___ Seçilmiş bölüm ___
Unutturulan Türkçüler: Yusuf AKÇURA II

Mustafa KÖSE

TARİH BİLİNCİ

İSTANBUL’A GELİŞİ VE BURADAKİ YAŞAMI : 

Akçura’nın babası öldükten sonra annesinin de sağlığı bozulmuş, bu arada mali durumları da kötüye gitmiştir. Hem mallarına haciz konulması hem de annesinin sağlığı nedeniyle Rusya içinde birkaç şehir gezmişler sonra da İstanbul’a yerleşmişlerdir. Burada okula başlayan Akçura’nın annesi Dağıstanlı Osman Bey ile evlenmiştir. Osman Bey Akçura’nın tahsiliyle yakından ilgilenmiş ve O’nu askerî okula gitmeye teşvik etmiştir.

Akçura’nın hatıra defterine göre askerî rüştiyenin üçüncü sınıfında iken annesi ile birlikte baba yurdu Kazan’ı ziyarete gitmiştir. Bu seyahatte İstanbul ile Kazan arasındaki medeniyet ve ümran farkı dikkatini çekmiştir. Rusların İstanbul’u berbat ve çamur deryası diye tahkir etmelerine kızmakla birlikte İstanbul’un bağımsız bir Türk şehri olmasına rağmen Rus yönetiminde bir şehirden geride olmasından üzüntü duymaktan kendisini alamamıştır.

Akçura kendisinin biraz şuurlu milliyetçiliğinin Harbiye’de tahsil ya­parken başladığını yazıyor. Yunan Harbi’nin hemen öncesine rastlayan bu dönemde Necip Asım’ın, Veled Çelebi’nin, Bursalı Tahir Bey’in Türkçülüğe ait yazıları yayınlanmakta ve Gaspıralı İsmail Bey’in “Tercüman”ı bir ara İstanbul’da dağıtılmaktaydı. Bu eserler Akçura’nın fıkrî gelişiminin temellerini atmışlardır.

Akçura’nın Türkçülük fikirleri daha başından beri bütün Türkleri kapsamaktaydı. 1897’de Erkan-ı Harbiye sınıflarına ayrılan Akçura aynı yıl ilk makalesini “Malumat” dergisinde yayınladı. “Şehabettin Hazret” adlı bu makalesinde Kuzey Türklüğünün en ünlü kişilerinden ve Kuzey’de dinî yenilik ve millî uyanış hareketinin ilk liderlerinden Şehabettin Mercani’nin düşünce ve çalışmalarını aynı zamanda da Kuzey Türklüğünün irfan seviyesini, fikri hareketlerini Güneyli Türklere anlatmak istemişti. Amacı Rusya Türkleri ile Osmanlı Türklerini tanıştırabilmekti.
___
Görev listesi:
- 1) Yusuf Akçura hakkındaki metne göre Akçura ilk makalesini hangi dergide yayımladı?
- 2) Lütfen Yusuf Akçura hakkındaki metni kaldığı yerden sürdürün.
___ Veri kesiti ___
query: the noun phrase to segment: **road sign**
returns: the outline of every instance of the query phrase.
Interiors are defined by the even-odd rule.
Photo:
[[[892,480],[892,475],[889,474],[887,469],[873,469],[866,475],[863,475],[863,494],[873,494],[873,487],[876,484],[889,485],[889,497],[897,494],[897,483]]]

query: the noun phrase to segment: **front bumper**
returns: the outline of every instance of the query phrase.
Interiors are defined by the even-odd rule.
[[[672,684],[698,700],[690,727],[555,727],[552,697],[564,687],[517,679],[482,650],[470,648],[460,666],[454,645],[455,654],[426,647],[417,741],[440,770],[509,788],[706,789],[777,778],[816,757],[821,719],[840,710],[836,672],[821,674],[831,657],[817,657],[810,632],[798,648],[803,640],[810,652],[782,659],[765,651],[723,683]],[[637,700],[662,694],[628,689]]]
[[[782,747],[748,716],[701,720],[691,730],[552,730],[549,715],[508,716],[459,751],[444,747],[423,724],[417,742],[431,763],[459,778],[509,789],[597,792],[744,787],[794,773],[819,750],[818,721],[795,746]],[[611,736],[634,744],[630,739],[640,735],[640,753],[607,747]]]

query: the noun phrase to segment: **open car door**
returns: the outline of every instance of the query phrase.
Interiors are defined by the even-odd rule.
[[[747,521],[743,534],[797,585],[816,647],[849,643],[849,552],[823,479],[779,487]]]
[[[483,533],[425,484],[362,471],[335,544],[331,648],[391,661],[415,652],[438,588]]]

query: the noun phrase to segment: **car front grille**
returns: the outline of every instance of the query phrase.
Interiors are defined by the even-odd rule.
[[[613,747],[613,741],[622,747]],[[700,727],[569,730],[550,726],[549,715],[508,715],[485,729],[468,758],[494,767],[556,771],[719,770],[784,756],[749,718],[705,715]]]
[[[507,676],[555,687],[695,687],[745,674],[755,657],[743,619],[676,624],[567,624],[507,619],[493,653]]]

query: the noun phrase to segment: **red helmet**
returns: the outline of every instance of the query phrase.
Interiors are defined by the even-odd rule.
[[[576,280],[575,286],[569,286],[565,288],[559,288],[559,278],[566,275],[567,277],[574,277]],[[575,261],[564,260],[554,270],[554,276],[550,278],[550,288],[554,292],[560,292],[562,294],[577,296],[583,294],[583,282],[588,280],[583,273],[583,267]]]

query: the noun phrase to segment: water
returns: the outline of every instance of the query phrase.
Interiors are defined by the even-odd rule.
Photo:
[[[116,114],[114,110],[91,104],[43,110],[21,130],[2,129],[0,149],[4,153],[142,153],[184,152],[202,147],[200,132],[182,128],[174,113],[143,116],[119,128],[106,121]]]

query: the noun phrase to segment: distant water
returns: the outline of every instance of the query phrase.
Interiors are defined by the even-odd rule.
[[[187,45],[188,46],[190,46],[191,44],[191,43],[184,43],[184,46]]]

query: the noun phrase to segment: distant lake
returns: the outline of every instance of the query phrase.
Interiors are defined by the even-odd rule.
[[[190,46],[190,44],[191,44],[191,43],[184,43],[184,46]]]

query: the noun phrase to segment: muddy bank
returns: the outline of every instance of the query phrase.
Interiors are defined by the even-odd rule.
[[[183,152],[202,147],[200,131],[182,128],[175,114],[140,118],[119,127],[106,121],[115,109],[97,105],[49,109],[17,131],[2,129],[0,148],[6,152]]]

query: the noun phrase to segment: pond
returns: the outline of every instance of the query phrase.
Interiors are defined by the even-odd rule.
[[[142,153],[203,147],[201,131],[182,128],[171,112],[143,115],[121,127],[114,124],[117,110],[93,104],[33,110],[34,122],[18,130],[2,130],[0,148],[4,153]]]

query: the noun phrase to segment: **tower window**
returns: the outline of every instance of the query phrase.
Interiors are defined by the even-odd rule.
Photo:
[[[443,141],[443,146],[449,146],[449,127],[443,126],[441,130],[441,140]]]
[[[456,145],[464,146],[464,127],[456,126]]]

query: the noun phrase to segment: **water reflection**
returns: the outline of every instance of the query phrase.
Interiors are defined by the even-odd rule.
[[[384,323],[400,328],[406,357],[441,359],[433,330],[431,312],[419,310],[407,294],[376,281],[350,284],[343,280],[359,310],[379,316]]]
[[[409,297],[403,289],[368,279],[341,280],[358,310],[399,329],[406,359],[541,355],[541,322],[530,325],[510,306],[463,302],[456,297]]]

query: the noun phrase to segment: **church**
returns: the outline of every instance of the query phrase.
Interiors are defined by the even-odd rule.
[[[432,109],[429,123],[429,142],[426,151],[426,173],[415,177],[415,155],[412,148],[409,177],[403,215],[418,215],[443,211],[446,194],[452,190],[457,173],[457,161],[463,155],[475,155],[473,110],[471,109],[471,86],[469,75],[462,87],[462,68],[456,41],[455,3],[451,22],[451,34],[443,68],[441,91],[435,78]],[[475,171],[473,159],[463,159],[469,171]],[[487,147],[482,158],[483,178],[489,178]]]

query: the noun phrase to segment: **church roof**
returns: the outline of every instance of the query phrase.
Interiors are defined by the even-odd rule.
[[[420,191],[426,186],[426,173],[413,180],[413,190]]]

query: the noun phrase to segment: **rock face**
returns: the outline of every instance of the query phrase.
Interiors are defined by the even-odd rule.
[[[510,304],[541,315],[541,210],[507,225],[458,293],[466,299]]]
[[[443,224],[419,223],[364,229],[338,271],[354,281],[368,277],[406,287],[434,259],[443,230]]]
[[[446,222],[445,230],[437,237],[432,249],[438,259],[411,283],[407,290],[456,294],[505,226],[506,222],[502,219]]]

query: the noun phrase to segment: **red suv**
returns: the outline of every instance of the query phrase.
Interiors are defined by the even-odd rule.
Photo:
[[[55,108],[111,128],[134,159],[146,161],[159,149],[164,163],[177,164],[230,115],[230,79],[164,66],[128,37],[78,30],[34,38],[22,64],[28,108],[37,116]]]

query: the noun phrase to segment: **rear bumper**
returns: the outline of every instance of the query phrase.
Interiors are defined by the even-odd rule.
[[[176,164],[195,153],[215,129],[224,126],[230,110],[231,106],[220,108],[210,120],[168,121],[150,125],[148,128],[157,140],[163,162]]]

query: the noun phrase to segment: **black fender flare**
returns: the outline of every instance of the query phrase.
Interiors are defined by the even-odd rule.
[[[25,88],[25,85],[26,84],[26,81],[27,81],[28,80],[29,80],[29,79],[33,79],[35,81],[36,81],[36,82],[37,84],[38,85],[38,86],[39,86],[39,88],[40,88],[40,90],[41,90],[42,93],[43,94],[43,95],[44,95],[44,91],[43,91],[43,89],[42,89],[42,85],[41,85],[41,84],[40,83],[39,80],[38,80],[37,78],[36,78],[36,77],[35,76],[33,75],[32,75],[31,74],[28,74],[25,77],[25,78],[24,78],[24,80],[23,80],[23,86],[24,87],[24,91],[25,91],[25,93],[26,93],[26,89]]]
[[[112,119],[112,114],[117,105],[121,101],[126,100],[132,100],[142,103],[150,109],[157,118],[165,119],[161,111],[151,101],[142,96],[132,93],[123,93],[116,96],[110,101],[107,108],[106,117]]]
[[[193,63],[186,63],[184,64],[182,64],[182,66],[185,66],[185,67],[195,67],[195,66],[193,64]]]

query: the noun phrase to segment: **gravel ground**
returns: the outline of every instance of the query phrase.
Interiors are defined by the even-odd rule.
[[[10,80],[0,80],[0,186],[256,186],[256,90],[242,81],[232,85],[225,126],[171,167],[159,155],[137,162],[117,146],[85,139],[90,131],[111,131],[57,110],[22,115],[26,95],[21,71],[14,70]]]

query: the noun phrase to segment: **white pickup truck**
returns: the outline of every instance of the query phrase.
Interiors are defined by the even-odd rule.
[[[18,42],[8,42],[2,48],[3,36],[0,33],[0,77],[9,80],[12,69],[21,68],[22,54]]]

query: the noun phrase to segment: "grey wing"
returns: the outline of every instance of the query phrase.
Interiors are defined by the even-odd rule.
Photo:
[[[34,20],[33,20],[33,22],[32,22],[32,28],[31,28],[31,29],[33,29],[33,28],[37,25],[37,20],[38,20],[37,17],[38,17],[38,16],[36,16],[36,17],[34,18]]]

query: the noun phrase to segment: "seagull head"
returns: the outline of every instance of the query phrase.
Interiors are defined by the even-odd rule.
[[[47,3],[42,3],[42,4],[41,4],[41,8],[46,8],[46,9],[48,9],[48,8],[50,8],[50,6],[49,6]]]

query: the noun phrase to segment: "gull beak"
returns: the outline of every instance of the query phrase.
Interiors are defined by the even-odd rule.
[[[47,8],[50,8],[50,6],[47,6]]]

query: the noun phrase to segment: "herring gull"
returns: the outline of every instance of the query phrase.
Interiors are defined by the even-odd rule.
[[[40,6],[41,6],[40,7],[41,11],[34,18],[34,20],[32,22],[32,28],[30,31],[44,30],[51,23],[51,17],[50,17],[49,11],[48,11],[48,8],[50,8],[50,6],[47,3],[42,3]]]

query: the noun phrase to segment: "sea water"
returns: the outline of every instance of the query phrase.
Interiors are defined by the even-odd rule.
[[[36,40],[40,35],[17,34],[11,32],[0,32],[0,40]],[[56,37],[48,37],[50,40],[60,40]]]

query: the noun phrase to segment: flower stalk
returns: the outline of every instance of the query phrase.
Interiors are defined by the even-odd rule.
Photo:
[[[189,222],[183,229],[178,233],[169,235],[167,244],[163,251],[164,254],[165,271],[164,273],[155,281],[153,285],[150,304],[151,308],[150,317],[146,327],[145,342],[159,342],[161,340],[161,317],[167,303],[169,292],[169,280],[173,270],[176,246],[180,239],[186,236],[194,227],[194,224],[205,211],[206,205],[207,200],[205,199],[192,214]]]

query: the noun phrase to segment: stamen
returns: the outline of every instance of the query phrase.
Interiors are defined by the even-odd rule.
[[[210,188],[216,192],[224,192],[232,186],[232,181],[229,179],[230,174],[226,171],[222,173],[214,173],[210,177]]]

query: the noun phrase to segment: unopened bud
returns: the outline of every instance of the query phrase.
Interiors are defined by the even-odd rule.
___
Alıştırma yanıtları:
- 1) "Malumat" dergisinde.

- 2)
Akçura, Harbiye’nin ikinci sınıfındayken Genç Türk’lük düşüncesine katılıp hizmet ettiği gerekçesiyle 45 gün mahkum olmuştu. Hapisten çıkıştan sonra bir hareketi daha görülürse okuldan atılacağı söylenmiş ve Erkan-ı Harbiye sınıfına ayrıldıktan birkaç ay sonra Taşkışla Divan-ı Harbi’nde yargılanmıştır. Mahkeme hiçbir sebep yokken Akçura ve arkadaşı Hikmet Vefık Bey’i askerlikten uzaklaştırdı. Aynı zamanda Akçura’yı müebbet olarak Fizan’a sürgün etti.

TRABLUSGARP’DAN FRANSA’YA KAÇIŞ VE BURADAKİ FAALİYETLERİ:

Fizan’a sürgün edilmek için Trablusgarp’a gelenler Akçura ile beraber 84 kişiydiler. …  Daha sonra şehir içinde kalmak koşuluyla serbest bırakıldı ve bazı resmi görevler aldı. Buradan arkadaşı Ferit Bey’le birlikte bir kayığa binerek Fransa’ya kaçtı.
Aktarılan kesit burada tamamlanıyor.